Task to carry out -
Transcribe each line below word for word.

Supplied records -
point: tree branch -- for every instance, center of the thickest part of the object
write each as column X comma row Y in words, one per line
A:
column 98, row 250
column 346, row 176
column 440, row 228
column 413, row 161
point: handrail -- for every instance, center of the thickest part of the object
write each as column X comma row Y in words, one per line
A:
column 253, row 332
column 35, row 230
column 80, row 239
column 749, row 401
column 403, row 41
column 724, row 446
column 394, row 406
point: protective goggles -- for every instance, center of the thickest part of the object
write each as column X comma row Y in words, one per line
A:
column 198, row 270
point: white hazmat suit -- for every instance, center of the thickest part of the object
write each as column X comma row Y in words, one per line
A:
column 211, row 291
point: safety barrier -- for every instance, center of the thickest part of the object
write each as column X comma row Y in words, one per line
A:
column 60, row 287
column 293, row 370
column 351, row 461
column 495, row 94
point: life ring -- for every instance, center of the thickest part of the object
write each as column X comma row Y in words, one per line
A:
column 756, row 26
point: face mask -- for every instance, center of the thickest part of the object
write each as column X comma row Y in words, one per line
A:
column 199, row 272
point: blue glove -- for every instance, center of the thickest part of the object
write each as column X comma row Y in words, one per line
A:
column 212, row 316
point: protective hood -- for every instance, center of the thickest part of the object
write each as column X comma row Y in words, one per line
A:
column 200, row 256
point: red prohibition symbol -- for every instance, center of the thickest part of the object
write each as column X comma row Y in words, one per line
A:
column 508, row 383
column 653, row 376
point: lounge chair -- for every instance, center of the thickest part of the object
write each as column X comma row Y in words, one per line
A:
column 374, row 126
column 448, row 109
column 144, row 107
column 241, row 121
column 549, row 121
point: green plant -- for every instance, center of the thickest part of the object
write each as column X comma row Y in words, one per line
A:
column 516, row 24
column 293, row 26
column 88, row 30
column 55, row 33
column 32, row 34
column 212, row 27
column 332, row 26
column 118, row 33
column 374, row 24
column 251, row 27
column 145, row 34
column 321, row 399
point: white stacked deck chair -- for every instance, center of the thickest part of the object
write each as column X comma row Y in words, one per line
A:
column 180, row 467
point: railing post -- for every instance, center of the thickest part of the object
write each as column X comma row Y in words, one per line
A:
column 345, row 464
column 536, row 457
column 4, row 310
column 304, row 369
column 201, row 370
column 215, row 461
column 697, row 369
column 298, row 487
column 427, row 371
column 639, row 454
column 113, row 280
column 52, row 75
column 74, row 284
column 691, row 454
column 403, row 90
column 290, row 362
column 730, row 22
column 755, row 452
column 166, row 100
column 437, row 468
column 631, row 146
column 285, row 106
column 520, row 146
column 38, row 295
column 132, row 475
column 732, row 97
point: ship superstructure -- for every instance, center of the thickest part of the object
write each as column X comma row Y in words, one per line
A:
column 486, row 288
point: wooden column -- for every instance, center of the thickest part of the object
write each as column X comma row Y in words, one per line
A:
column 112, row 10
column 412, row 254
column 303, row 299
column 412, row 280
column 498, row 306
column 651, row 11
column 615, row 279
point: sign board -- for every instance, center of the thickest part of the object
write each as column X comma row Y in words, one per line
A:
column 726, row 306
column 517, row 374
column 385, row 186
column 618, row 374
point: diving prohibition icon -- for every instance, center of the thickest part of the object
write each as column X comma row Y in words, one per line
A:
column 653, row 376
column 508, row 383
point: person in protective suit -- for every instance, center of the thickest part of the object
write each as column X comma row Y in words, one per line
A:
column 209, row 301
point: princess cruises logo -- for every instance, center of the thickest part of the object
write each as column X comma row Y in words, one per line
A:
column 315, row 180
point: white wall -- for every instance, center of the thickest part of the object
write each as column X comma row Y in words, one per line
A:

Solution to this task -
point: tree branch -- for every instance, center of the thickest part of the object
write each as column X comma row Y in words, one per line
A:
column 98, row 250
column 346, row 176
column 440, row 228
column 413, row 161
point: handrail -- for every instance, center of the thickest part of the object
write each as column X comma row Y in words, one per line
A:
column 253, row 332
column 35, row 230
column 80, row 239
column 749, row 401
column 403, row 41
column 724, row 446
column 394, row 406
point: protective goggles -- for every instance, center of the thickest part of the object
write each as column X comma row Y in words, one per line
A:
column 198, row 270
point: white hazmat suit -- for every instance, center of the thickest part of the object
write each as column X comma row Y in words, one per line
A:
column 211, row 291
point: safety barrier -- for every instance, center of the thickest part of the object
write each as column X comma row Y in words, one per line
A:
column 60, row 287
column 293, row 370
column 351, row 461
column 495, row 94
point: life ring -- for every instance, center of the thickest part of the object
write each as column X comma row Y in words, one per line
A:
column 756, row 26
point: face mask -- for every instance, center of the thickest part of the object
write each as column X comma row Y in words, one per line
A:
column 199, row 272
point: blue glove -- for every instance, center of the thickest part of the object
write each as column X comma row Y in words, one per line
A:
column 212, row 316
point: protective hood -- for every instance, center of the thickest part of the object
write each as column X comma row Y in words, one per line
A:
column 200, row 256
point: red prohibition symbol -- for every instance, center of the thickest part of the object
write each as column X comma row Y in words, one per line
A:
column 508, row 383
column 653, row 376
point: lounge chair -- for every instance, center of the thickest part of the object
write each as column X comma row Y in words, one per line
A:
column 374, row 126
column 448, row 109
column 144, row 107
column 241, row 121
column 549, row 121
point: green plant -- for every instance, center of the thickest part of the object
write each as column X comma row Y in words, one per line
A:
column 516, row 24
column 293, row 26
column 88, row 30
column 55, row 33
column 32, row 34
column 212, row 27
column 332, row 26
column 118, row 33
column 374, row 24
column 251, row 27
column 145, row 34
column 321, row 399
point: white stacked deck chair -- for every instance, center of the thickest part of the object
write each as column X comma row Y in words, one per line
A:
column 180, row 467
point: railing post -- for every instance, center of the thickest part of the object
write each as column X comma row Y in words, one per line
A:
column 345, row 464
column 536, row 457
column 4, row 310
column 304, row 369
column 201, row 370
column 215, row 461
column 697, row 369
column 298, row 487
column 427, row 371
column 639, row 454
column 113, row 280
column 52, row 75
column 74, row 284
column 691, row 454
column 403, row 90
column 290, row 362
column 730, row 22
column 755, row 452
column 166, row 100
column 437, row 468
column 631, row 146
column 285, row 106
column 520, row 146
column 38, row 295
column 132, row 475
column 732, row 97
point: ship superstructure -- for every instance, center of the thickest part of the object
write each as column X comma row Y in words, one per line
A:
column 486, row 288
point: wooden column -- for every instance, center of the thickest part of the object
write each as column X comma row Y in words, one per line
A:
column 112, row 10
column 412, row 254
column 303, row 299
column 412, row 280
column 498, row 306
column 651, row 11
column 615, row 279
point: sign board -- for every instance, center of the thickest part of the object
write each as column X comma row Y in words, one per line
A:
column 726, row 306
column 517, row 374
column 385, row 186
column 618, row 374
point: diving prohibition icon -- for every instance, center of the thickest part of the object
write each as column X comma row Y in words, one per line
A:
column 653, row 376
column 508, row 383
point: person in protective suit -- for every instance, center of the thickest part of the object
write each as column X comma row Y in words, one per line
A:
column 209, row 301
point: princess cruises logo -- for every instance, center of the thickest part of the object
write each as column X comma row Y in words, one per line
A:
column 315, row 180
point: white wall -- for every instance, center of the thickest part of the object
write each as column X comma row Y in words, one per line
A:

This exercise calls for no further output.